- WHAT NEEDS TO BE DONE
Repeat each of the items below word for word, with no changes.

- INFORMATION GIVEN
_____

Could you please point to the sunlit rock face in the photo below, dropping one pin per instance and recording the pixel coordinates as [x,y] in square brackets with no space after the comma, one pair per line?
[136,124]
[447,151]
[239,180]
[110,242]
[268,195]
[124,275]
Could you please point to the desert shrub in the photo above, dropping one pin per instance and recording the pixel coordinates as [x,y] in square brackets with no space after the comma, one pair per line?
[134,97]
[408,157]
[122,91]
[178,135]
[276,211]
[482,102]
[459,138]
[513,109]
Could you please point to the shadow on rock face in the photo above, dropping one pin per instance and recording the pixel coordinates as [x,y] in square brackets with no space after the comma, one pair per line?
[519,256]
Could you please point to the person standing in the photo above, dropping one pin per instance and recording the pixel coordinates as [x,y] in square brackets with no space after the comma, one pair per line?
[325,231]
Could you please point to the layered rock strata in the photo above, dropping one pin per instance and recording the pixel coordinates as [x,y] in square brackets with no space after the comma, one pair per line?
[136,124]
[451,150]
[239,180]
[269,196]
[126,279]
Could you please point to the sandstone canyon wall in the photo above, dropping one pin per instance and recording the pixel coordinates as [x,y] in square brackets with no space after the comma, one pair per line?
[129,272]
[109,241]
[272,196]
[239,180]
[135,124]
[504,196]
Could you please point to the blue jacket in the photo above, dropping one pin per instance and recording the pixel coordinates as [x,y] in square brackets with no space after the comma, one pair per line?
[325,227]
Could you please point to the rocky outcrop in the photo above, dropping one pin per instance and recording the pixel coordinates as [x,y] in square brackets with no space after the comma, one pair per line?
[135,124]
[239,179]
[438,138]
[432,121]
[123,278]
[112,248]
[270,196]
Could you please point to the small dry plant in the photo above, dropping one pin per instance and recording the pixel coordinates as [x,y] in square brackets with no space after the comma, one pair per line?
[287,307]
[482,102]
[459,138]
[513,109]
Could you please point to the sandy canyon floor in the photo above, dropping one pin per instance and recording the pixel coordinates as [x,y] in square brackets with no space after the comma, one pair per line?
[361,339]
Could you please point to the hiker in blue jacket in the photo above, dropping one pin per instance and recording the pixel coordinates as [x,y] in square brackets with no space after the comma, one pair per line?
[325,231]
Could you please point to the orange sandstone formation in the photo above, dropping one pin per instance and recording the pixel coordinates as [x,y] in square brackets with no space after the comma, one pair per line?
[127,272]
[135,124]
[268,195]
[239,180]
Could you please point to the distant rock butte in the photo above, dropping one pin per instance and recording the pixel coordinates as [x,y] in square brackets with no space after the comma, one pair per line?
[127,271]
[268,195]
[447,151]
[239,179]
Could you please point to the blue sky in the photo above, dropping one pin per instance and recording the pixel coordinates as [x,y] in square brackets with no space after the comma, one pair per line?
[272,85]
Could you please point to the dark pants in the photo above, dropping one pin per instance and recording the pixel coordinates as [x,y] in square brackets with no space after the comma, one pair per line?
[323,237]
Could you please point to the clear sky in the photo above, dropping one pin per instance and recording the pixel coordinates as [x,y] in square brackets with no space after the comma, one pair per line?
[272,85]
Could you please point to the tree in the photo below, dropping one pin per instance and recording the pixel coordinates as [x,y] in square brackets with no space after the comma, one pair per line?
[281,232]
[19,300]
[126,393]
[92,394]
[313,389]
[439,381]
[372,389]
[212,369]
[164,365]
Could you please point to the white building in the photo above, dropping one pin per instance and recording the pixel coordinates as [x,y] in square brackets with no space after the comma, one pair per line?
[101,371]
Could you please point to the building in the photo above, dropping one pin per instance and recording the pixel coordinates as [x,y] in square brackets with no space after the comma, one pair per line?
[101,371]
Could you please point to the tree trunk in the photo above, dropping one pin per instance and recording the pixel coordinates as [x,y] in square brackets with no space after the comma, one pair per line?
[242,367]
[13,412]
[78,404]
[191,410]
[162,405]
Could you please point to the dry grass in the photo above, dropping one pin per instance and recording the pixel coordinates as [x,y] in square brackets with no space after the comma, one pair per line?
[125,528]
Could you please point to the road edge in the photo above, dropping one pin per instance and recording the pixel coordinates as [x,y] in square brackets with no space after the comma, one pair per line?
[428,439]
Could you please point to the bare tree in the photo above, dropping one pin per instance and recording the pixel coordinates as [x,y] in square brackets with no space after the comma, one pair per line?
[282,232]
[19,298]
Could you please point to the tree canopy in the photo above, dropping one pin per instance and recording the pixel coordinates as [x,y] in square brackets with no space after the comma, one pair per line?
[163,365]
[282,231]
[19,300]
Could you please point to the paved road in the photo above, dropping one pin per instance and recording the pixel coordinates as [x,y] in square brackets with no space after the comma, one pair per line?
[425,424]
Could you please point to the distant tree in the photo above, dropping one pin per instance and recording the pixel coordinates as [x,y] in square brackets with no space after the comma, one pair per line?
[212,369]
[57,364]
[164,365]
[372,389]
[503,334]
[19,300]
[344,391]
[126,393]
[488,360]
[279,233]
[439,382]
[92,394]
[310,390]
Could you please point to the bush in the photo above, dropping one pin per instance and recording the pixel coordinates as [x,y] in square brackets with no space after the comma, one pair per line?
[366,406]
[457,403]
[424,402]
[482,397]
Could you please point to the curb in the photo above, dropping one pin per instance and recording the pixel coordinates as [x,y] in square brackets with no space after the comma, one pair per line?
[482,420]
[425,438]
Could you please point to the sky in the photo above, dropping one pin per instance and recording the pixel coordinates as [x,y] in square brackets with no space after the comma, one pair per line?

_____

- EXERCISE ANSWER
Could you please point to the sunlit rock face in the photo below, dropping one pin per instance and recording the pixel coordinates as [x,y] in square brackets with no space after the comma, one pair per line?
[136,124]
[447,151]
[239,180]
[110,242]
[268,195]
[124,275]
Could you please point to the desert shrub in the photo above, dropping one pin per instance and recording the pixel coordinates as [x,y] in square brackets with no space after the comma, one pair per line?
[134,97]
[408,157]
[122,91]
[178,135]
[276,211]
[482,102]
[459,138]
[513,109]
Could you please point to the shadow on rock face in the photo above, dropping one pin per instance and recording the pixel coordinates as [x,y] in square brackets with no space after the comma, one pair per line?
[519,256]
Could you please point to the person standing in the photo above, dropping one pin per instance and recording the pixel coordinates as [x,y] in square brackets with no space after the comma, one pair per line?
[325,231]
Could you please point to the layered rock strata in the photo above, dropping one pin per instance and recording the pixel coordinates as [x,y] in square brackets with no space after the comma, one pair per line?
[136,124]
[451,150]
[239,180]
[269,196]
[126,279]
Could you please point to the sandstone canyon wall in the photo above, dropping one pin per instance and recording the pixel coordinates as [x,y] in square brackets with no space after the comma, one pair per line?
[129,272]
[109,241]
[272,196]
[239,180]
[135,124]
[504,196]
Could you please point to the blue jacket in the photo above, dropping one pin per instance and recording the pixel coordinates as [x,y] in square brackets with no space after the comma, one pair per line?
[325,227]
Could you please point to the rocky outcrop in the photo above, dropping one pin per instance and recording the pixel coordinates as [x,y] in square brackets with no space after the comma, one pair per line?
[135,124]
[239,179]
[438,138]
[432,121]
[123,278]
[112,248]
[270,196]
Could you please point to the small dry plant in the photo above, dropping one pin per instance and recording the pixel coordinates as [x,y] in square brackets with no space after the comma, one pair per line?
[287,307]
[482,102]
[459,138]
[513,109]
Could you please point to the sandy canyon floor in the photo above, dropping one pin per instance and recording the pixel coordinates as [x,y] in square brackets with no space after the comma, one pair per line?
[361,339]
Could you please point to the hiker in blue jacket in the photo above, dropping one pin per instance and recording the pixel coordinates as [x,y] in square brackets with no space after the comma, one pair per line?
[325,231]
Could you please point to the orange sandstone formation in the photo above, dropping one pin per instance and recording the pixel coordinates as [x,y] in square brackets with no space after the comma, one pair per line?
[127,272]
[135,124]
[268,195]
[239,180]
Could you please point to the distant rock butte in the photo above, dropping one pin per instance and recording the pixel coordinates as [x,y] in square brackets with no space after the comma, one pair per line?
[127,271]
[268,195]
[447,151]
[239,179]
Could you please point to the blue sky in the photo above, dropping one pin per instance and recording the pixel coordinates as [x,y] in square brackets with no space after the comma, one pair per line?
[272,85]
Could you please point to the dark pants in the photo above, dropping one pin per instance and recording the pixel coordinates as [x,y] in square brackets with no space after the comma, one pair per line?
[323,237]
Could you please point to the clear sky in the photo above, dropping one pin per instance and recording the pixel coordinates as [x,y] in square brackets with no space after the comma, one pair per line?
[272,85]
Could you please point to the tree in the photo below, dropping one pin per instance and recording the pixel coordinates as [x,y] in square brackets with no space after the comma, one pair per line?
[281,232]
[19,300]
[126,393]
[92,394]
[313,389]
[439,381]
[372,389]
[212,369]
[164,365]
Could you please point to the white building in the photo above, dropping one pin per instance and recording the pixel coordinates as [x,y] in square brackets with no space after the comma, one pair per line?
[101,371]
Could you please point to the building in the photo above, dropping one pin per instance and recording the pixel coordinates as [x,y] in square brackets with no space after the comma, one pair per line?
[101,371]
Could you please point to the tree trunk in the photo above, dropping one pin per instance and recording the pixel coordinates as [x,y] in square brackets with no space after the comma, one pair per line?
[242,367]
[13,412]
[78,404]
[191,410]
[162,405]
Could you please point to the dry grass in the photo above, dropping one pin per instance and recording the pixel coordinates as [x,y] in square brackets with no space after the comma, one pair per line?
[125,528]
Could you please point to the road edge in the photo above, dropping one pin per instance and recording the pixel coordinates as [x,y] in square brackets with no space after the comma, one pair per line?
[428,439]
Could you please point to the bare tree in the photo above, dropping one pin per instance and recording the pixel coordinates as [x,y] in square brackets with no space after the comma, one pair per line?
[282,232]
[19,298]
Could you please point to the tree canopy in the photo above, dropping one pin per instance and recording the pixel coordinates as [x,y] in square brackets with no space after the comma, one pair per line?
[163,365]
[282,231]
[19,300]
Could you please point to the paved road in the photo above, dropping one pin per instance and recording the pixel coordinates as [x,y] in square brackets with no space after the comma, one pair per line?
[425,424]
Could you please point to the distant tree in the photo above, dropping one pin per instance and recording the pixel coordinates as [x,y] in square brackets with no space after the comma, one pair per line?
[212,369]
[57,364]
[164,365]
[372,389]
[503,334]
[19,300]
[344,391]
[126,393]
[488,360]
[279,233]
[439,382]
[92,394]
[310,390]
Could you please point to the bush in the photo above, dropping one pin per instance and recording the pixel coordinates as [x,y] in square brackets with no space after the comma, one pair per line?
[366,406]
[457,403]
[424,402]
[482,397]
Could you please point to the curb in the photo above, dropping one pin per instance and recording the pixel coordinates as [x,y] in square brackets with no space after the comma, one pair per line?
[482,420]
[425,438]
Could you please point to the sky in the photo above, dropping one pin per instance and recording the pixel coordinates as [x,y] in square brackets with no space after the comma, one pair per line?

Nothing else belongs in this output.